=== About this exercise ===
Each entry below must appear in the answer exactly as written.

=== Supplied records ===

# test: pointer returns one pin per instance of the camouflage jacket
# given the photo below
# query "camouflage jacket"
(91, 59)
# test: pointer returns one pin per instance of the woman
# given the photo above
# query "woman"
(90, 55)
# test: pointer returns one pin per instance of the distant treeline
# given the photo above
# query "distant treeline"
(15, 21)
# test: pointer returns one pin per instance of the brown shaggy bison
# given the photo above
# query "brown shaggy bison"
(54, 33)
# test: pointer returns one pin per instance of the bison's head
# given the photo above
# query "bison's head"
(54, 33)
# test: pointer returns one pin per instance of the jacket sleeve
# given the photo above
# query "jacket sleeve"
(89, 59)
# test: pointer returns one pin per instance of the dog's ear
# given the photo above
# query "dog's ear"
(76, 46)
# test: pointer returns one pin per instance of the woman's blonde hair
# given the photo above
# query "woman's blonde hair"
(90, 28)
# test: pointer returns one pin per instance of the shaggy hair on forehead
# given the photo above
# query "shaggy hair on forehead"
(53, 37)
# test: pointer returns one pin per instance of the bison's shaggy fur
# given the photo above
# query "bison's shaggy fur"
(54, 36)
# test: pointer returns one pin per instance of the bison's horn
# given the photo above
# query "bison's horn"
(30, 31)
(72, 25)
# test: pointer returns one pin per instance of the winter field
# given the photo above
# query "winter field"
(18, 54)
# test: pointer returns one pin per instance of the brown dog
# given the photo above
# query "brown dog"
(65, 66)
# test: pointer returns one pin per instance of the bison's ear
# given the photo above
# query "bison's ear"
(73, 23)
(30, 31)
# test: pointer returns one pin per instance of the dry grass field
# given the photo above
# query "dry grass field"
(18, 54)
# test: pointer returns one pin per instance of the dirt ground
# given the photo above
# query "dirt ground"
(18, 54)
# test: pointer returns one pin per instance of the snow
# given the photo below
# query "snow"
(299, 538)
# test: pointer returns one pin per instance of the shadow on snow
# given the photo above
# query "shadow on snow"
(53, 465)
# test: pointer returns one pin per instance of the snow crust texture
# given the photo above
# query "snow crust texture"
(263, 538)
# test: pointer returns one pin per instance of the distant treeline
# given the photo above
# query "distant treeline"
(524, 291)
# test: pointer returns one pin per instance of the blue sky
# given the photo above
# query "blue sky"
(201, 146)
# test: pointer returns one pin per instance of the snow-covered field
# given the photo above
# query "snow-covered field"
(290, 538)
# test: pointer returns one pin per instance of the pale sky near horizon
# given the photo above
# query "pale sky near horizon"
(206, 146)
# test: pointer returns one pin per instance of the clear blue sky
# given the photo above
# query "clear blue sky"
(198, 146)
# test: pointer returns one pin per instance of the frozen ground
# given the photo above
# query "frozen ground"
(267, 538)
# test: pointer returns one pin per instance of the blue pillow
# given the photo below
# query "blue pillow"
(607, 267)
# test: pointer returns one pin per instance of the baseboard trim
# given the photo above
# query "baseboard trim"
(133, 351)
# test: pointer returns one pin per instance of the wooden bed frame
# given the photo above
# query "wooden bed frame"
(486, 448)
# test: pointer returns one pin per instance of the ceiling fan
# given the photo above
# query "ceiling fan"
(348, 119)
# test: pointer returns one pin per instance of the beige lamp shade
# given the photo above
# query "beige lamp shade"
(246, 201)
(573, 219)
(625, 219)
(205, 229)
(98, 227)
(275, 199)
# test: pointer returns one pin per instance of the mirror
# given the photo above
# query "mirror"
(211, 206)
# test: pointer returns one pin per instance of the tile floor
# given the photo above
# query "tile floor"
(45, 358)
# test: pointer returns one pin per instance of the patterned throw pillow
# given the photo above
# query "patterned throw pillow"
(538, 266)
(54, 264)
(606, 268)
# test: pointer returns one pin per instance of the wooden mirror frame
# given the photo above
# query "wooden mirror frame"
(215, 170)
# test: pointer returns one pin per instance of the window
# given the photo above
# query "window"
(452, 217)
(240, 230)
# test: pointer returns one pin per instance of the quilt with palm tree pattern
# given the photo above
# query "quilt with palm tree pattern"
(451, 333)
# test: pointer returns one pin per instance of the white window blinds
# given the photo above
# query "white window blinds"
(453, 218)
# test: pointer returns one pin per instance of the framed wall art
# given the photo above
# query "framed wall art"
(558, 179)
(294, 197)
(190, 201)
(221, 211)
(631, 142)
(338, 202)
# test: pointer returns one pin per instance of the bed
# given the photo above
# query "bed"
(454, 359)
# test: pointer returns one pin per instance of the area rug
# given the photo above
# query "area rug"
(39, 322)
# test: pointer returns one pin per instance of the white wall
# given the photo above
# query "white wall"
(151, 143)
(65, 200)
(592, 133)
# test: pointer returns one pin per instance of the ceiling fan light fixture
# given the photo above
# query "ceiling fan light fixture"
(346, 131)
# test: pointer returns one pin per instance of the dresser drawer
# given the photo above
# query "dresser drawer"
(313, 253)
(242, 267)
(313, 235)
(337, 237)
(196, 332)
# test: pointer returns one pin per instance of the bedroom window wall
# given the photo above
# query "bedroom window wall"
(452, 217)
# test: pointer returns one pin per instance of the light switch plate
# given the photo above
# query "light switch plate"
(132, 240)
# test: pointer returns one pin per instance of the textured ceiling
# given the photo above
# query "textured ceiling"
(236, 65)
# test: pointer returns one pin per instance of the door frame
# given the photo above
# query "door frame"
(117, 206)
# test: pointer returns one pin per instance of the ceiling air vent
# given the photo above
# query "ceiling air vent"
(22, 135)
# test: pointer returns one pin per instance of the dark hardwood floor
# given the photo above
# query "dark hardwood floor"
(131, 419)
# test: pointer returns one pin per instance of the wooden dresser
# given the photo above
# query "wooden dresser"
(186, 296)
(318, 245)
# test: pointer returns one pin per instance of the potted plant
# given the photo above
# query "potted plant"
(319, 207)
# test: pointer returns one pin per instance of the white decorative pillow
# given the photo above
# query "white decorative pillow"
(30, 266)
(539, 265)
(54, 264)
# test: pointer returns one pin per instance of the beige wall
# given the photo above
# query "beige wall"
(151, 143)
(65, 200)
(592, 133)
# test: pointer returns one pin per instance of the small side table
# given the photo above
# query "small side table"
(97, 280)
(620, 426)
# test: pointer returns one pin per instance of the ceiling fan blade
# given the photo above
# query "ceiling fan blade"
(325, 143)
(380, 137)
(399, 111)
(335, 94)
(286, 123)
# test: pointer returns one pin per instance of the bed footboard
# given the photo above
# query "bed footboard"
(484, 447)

=== Expected answer ===
# test: pointer returns one pin per instance of the camouflage jacket
# given the photo below
# query "camouflage jacket"
(91, 59)
# test: pointer returns one pin per instance of the woman
# given the photo above
# query "woman"
(90, 55)
# test: pointer returns one pin per instance of the distant treeline
# given the photo above
# query "distant treeline"
(15, 21)
# test: pointer returns one pin per instance of the brown shaggy bison
# given the photo above
# query "brown shaggy bison"
(54, 33)
# test: pointer returns one pin per instance of the bison's head
# given the photo above
# query "bison's head"
(54, 33)
# test: pointer returns one pin per instance of the jacket sleeve
# given the photo above
# query "jacket sleeve"
(89, 59)
# test: pointer returns one pin per instance of the dog's ear
# given the photo above
# query "dog's ear"
(76, 46)
# test: pointer returns one pin per instance of the woman's blonde hair
# given the photo above
# query "woman's blonde hair"
(90, 28)
# test: pointer returns one pin per instance of the shaggy hair on forehead
# given the photo above
# query "shaggy hair on forehead"
(53, 37)
# test: pointer returns one pin per instance of the bison's shaggy fur
# given the photo above
# query "bison's shaggy fur"
(54, 36)
# test: pointer returns one pin per instance of the bison's horn
# given the photo above
# query "bison's horn"
(30, 31)
(72, 25)
# test: pointer returns one pin per instance of the winter field
# given the photo above
# query "winter field"
(18, 54)
# test: pointer returns one pin per instance of the brown dog
# given the photo above
# query "brown dog"
(65, 66)
# test: pointer returns one pin per instance of the bison's ear
# given the photo above
# query "bison's ear"
(73, 23)
(30, 31)
# test: pointer returns one pin per instance of the dry grass field
# given the photo above
# query "dry grass field"
(18, 54)
# test: pointer returns one pin per instance of the dirt ground
# given the photo above
# query "dirt ground"
(18, 54)
# test: pointer returns one pin per instance of the snow
# given the photo below
# query "snow"
(299, 538)
# test: pointer returns one pin per instance of the shadow on snow
# given the photo above
# query "shadow on snow"
(53, 465)
# test: pointer returns one pin per instance of the snow crust texture
# given the photo above
# query "snow crust texture"
(263, 538)
# test: pointer returns one pin per instance of the distant treeline
# given the photo above
# query "distant treeline"
(524, 291)
# test: pointer returns one pin per instance of the blue sky
# given the photo above
# query "blue sky"
(201, 146)
# test: pointer returns one pin per instance of the snow-covered field
# given the photo above
# query "snow-covered field"
(290, 538)
# test: pointer returns one pin per instance of the pale sky near horizon
# given the photo above
# query "pale sky near horizon"
(206, 146)
# test: pointer returns one pin per instance of the clear blue sky
# given the photo above
# query "clear blue sky"
(198, 146)
# test: pointer returns one pin per instance of the frozen ground
# given the photo above
# query "frozen ground"
(267, 538)
# test: pointer returns one pin per instance of the blue pillow
# given the photo below
# query "blue pillow"
(607, 267)
# test: pointer returns one pin per instance of the baseboard trim
# given the photo above
# query "baseboard trim"
(133, 351)
# test: pointer returns one pin per instance of the wooden bed frame
# given the photo above
# query "wooden bed frame"
(486, 448)
# test: pointer returns one pin per instance of the ceiling fan
# given the photo above
# query "ceiling fan"
(348, 119)
# test: pointer returns one pin per instance of the beige lamp shade
# given the photo above
# query "beige lamp shade"
(246, 201)
(573, 219)
(625, 219)
(205, 229)
(98, 227)
(275, 199)
# test: pointer returns one pin per instance of the mirror
# given the photo above
# query "mirror"
(211, 206)
# test: pointer returns one pin per instance of the tile floor
# given the photo above
# query "tile floor"
(45, 358)
# test: pointer returns one pin per instance of the patterned throw pillow
# given the photo above
# query "patterned throw pillow"
(538, 266)
(54, 264)
(606, 268)
# test: pointer returns one pin per instance of the wooden mirror frame
# given the photo above
# query "wooden mirror frame"
(215, 170)
# test: pointer returns one pin per instance of the window
# given the photo above
# query "window"
(452, 217)
(240, 230)
# test: pointer returns one pin per instance of the quilt with palm tree pattern
# given the photo above
# query "quilt with palm tree pattern"
(451, 333)
# test: pointer returns one pin per instance of the white window blinds
# given the photo above
# query "white window blinds"
(453, 218)
# test: pointer returns one pin per instance of the framed wall art
# given the photo above
# query "framed wall art"
(558, 179)
(294, 197)
(190, 201)
(221, 211)
(631, 142)
(338, 202)
# test: pointer returns one pin per instance of the bed
# given the photo above
# query "bed"
(454, 359)
# test: pointer returns one pin per instance of the area rug
# given the photo above
# query "area rug"
(39, 322)
# test: pointer returns one pin per instance of the white wall
# given the photo above
# query "white wall"
(151, 143)
(65, 200)
(592, 133)
# test: pointer returns one pin per instance of the ceiling fan light fixture
# given the photo above
# query "ceiling fan light fixture"
(346, 131)
# test: pointer returns one pin per instance of the dresser drawer
# given the photo above
# query "dresser drawer"
(313, 253)
(242, 267)
(313, 235)
(337, 237)
(196, 332)
# test: pointer returns one pin per instance of the bedroom window wall
# given the photo above
# query "bedroom window wall"
(452, 217)
# test: pointer returns one pin per instance of the light switch plate
# given the photo above
# query "light switch plate"
(132, 240)
# test: pointer returns one pin per instance of the textured ceiling
# given the photo above
# query "textured ceiling"
(236, 65)
# test: pointer returns one pin per instance of the door frame
# given the photo above
# query "door frame"
(117, 206)
# test: pointer returns one pin per instance of the ceiling air vent
# given the photo above
# query "ceiling air vent"
(22, 135)
# test: pointer returns one pin per instance of the dark hardwood floor
# given the photo above
# query "dark hardwood floor"
(131, 419)
# test: pointer returns one pin per instance of the wooden dresser
# given the photo above
# query "wooden dresser"
(186, 296)
(318, 245)
# test: pointer returns one pin per instance of the potted plant
# given the photo above
# query "potted plant"
(319, 207)
# test: pointer returns one pin per instance of the white decorative pillow
# given the photo above
# query "white decorative pillow"
(30, 266)
(539, 265)
(54, 264)
# test: pointer returns one pin per instance of the beige wall
# given the photo above
# query "beige wall"
(151, 143)
(65, 200)
(592, 133)
# test: pointer returns one pin per instance of the small side table
# given the photo above
# query "small side table"
(97, 280)
(620, 426)
# test: pointer returns one pin per instance of the ceiling fan blade
# given the photo above
# query "ceiling fan blade"
(325, 143)
(380, 137)
(399, 111)
(335, 94)
(286, 123)
# test: pointer returns one pin per instance of the bed footboard
# given the photo above
# query "bed footboard"
(484, 447)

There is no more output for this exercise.